Pull out each of the lines below that contains the string "water", treating upper and lower case as different.
─── ITEMS
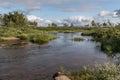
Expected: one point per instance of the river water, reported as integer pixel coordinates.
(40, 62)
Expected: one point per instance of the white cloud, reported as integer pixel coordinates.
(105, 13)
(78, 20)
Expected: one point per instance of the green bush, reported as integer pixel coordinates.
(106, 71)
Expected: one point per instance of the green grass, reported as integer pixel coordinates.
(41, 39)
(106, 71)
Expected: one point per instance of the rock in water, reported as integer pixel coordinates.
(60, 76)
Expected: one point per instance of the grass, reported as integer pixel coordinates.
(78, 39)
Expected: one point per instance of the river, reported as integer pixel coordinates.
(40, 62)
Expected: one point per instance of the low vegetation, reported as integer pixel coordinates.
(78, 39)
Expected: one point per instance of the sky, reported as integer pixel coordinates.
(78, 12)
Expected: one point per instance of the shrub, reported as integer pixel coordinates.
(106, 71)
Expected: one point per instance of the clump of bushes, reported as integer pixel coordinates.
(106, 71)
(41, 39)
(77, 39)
──────
─── ITEMS
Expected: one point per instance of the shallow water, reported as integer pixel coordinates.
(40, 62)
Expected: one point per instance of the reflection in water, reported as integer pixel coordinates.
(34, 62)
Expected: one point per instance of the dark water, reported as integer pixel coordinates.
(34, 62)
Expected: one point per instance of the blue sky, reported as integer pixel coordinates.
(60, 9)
──────
» FULL SOLUTION
Expected: one point per instance of the river water, reported as integer pixel coordinates.
Expected: one point per instance of the rock in water, reported as integer pixel coordinates.
Expected: one point per instance of the shallow water, reported as integer pixel coordinates.
Expected: one point per instance of the reflection in water, reported as integer pixel coordinates.
Expected: one point per instance of the dark water, reported as integer pixel coordinates.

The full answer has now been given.